Set task = Put every line of the data below into a Markdown table with the columns "Row" and "Text", numbering the rows in order and omitting blank lines.

Records shown =
§
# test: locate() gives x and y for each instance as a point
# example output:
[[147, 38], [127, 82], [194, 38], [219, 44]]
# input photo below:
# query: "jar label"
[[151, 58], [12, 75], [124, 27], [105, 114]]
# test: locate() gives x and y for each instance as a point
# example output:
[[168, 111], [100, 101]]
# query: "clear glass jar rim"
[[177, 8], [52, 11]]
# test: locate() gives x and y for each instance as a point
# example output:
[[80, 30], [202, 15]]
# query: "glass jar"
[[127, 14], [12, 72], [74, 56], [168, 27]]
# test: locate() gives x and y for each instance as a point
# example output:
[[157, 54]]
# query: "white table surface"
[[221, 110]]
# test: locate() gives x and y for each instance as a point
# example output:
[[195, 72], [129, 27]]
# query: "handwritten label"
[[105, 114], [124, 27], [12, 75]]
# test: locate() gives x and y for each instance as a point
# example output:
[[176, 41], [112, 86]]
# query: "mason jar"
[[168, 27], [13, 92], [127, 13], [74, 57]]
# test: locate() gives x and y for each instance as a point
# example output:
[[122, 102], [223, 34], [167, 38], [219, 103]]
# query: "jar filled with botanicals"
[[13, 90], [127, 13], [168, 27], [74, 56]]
§
Correct answer =
| Row | Text |
|---|---|
| 1 | # test: locate() gives x and y for each instance as a point |
| 2 | # example output: |
| 3 | [[147, 38], [127, 82], [194, 38], [219, 44]] |
| 4 | # input photo below: |
| 5 | # query: "jar label" |
| 6 | [[151, 58], [12, 75], [124, 27], [105, 114]] |
| 7 | # test: locate() gives x and y for each instance as a point |
| 8 | # example output: |
| 9 | [[168, 111], [100, 101]] |
| 10 | # query: "clear glass jar rim" |
| 11 | [[177, 8], [52, 11]] |
| 12 | # test: locate() gives x and y for each instance as a point |
| 13 | # example output: |
| 14 | [[80, 30], [202, 15]] |
| 15 | # query: "glass jar" |
| 16 | [[127, 14], [12, 72], [74, 56], [168, 27]] |
| 17 | # test: locate() gives x and y for each instance as a point |
| 18 | # example output: |
| 19 | [[157, 54]] |
| 20 | # query: "white table surface" |
| 21 | [[221, 110]] |
| 22 | # test: locate() gives x and y for each instance as a point |
| 23 | # example output: |
| 24 | [[195, 72], [129, 27]] |
| 25 | # query: "handwritten label" |
| 26 | [[105, 114], [124, 27], [12, 75]] |
| 27 | # test: locate() gives x and y for each instance as a point |
| 28 | # example output: |
| 29 | [[176, 41], [112, 86]] |
| 30 | # query: "mason jar" |
| 31 | [[168, 27], [13, 92], [127, 13], [74, 57]] |
| 32 | # test: locate() gives x and y for each instance as a point |
| 33 | # example output: |
| 34 | [[122, 102], [223, 34], [167, 38], [219, 103]] |
| 35 | # query: "jar filled with botanicals" |
| 36 | [[13, 90], [127, 13], [168, 27], [74, 56]] |